__DOCUMENT SEGMENT__
— Begin —
Because math :slight_smile:

The overall percentage of property taxes paid by homeowners would go down, and the percentage paid by renters would go up.

Can you show your work?

I thought it was pretty straightforward. Whatever the aggregate amount of dollars that the population of homeowners pays in property taxes is, it will go down after a homestead exemption. Property owners that have tenants pass an aggregate amount of property tax dollars on to their tenants. This amount will not go down after a homestead exemption, or it will not go down by as much. So the share of total property tax revenues paid by renters goes up. Make sense?

I hope supporters of the homestead exemption read the comments in the Austin Chronicle story that @Pete_Gilcrease cited.

In it, you’ll see @Dylan_Tynan explained the problems with the claim that appraisals for commercial property are too low (and therefore allegedly unfair to residential property owners).

Dylan can clarify, but my understanding is that people who reviewed the study found that the alleged 40% undervaluation of commercial properties was grossly inflated, and that the amount is more on the order of 10%. Moreover, the study didn’t even include multifamily (e.g. apartment complexes) among the commercial properties.

I’ve already shown that homeowners already benefit from other aspects of the tax code, including the mortgage interest deduction and the limit on annual property tax increases for homesteads. Now it appears the whole foundation upon which @Phil_Wiley built his support for the homestead exemption is quite shaky indeed.

Travis County already has a 20% homestead exemption, last I checked it was considered blue in a sea of red - offered just to put the debate in context, not defend any status quo.
— End —
__DATASET EXTRACT__
— Begin —
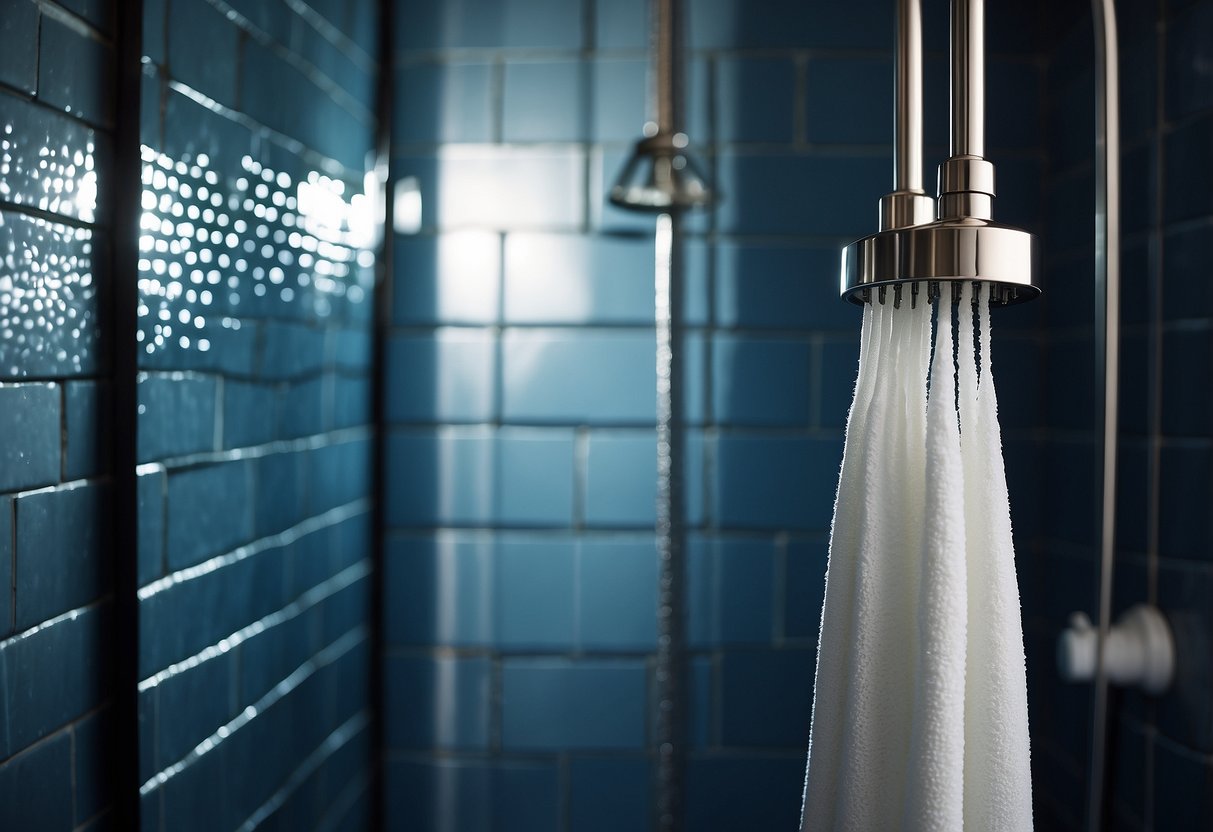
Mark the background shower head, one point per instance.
— End —
__TO DO__
1. Answer these from the homestead exemption discussion:
(a) According to the people who reviewed the study, how large is the undervaluation of commercial properties?
(b) What type of property did the study leave out of the commercial properties?
(c) How large is the homestead exemption that Travis County already has?
2. Quote the homestead exemption discussion word for word. Begin at the words "The overall percentage", and stop after "that @Pete_Gilcrease cited.".
The data that comes after the discussion is separate material and has nothing to do with it.

__ANSWERS BELOW__
1.
(a) More on the order of 10%, not the alleged 40%.
(b) Multifamily properties, such as apartment complexes.
(c) 20%.

2.
The overall percentage of property taxes paid by homeowners would go down, and the percentage paid by renters would go up.

Can you show your work?

I thought it was pretty straightforward. Whatever the aggregate amount of dollars that the population of homeowners pays in property taxes is, it will go down after a homestead exemption. Property owners that have tenants pass an aggregate amount of property tax dollars on to their tenants. This amount will not go down after a homestead exemption, or it will not go down by as much. So the share of total property tax revenues paid by renters goes up. Make sense?

I hope supporters of the homestead exemption read the comments in the Austin Chronicle story that @Pete_Gilcrease cited.